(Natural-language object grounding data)
BEGIN

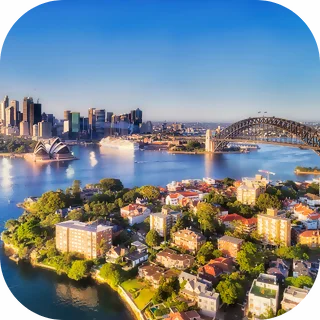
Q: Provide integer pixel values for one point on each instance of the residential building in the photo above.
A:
(195, 289)
(135, 213)
(154, 274)
(174, 198)
(301, 268)
(230, 246)
(311, 199)
(163, 221)
(215, 268)
(171, 259)
(138, 256)
(239, 223)
(301, 212)
(187, 315)
(189, 240)
(263, 295)
(115, 253)
(294, 298)
(248, 194)
(274, 229)
(311, 238)
(85, 238)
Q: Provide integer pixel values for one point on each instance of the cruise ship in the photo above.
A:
(118, 143)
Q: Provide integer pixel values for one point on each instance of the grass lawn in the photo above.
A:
(144, 294)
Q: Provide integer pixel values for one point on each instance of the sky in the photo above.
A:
(177, 60)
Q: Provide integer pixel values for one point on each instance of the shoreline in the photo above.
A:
(95, 277)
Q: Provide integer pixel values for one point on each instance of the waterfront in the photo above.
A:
(56, 297)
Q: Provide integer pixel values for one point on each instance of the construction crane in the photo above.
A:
(267, 172)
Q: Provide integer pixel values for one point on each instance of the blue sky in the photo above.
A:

END

- [WORK TO COMPLETE]: Could you print the lines above, exactly as written, from the line containing "ship in the photo above." through the final one?

- [ANSWER SPACE]:
Q: Provide integer pixel values for one point on each instance of the cruise ship in the photo above.
A:
(118, 143)
Q: Provide integer pixel values for one point on each instance of the grass lawn in the photo above.
A:
(144, 294)
Q: Provide integer pixel values for one point on each instance of the sky in the photo above.
A:
(177, 60)
Q: Provide integer pixel values for one point on each instance of the shoreline in the photo above.
A:
(95, 277)
Q: Provide integer pixel values for one point on each instance of the waterfront in the photo above.
A:
(56, 297)
Q: Provide integer pixel values for one point on each instance of the construction crane in the photo above.
A:
(267, 172)
Q: Provide integer pixel values for one point on each instance of the blue sky in the photo above.
A:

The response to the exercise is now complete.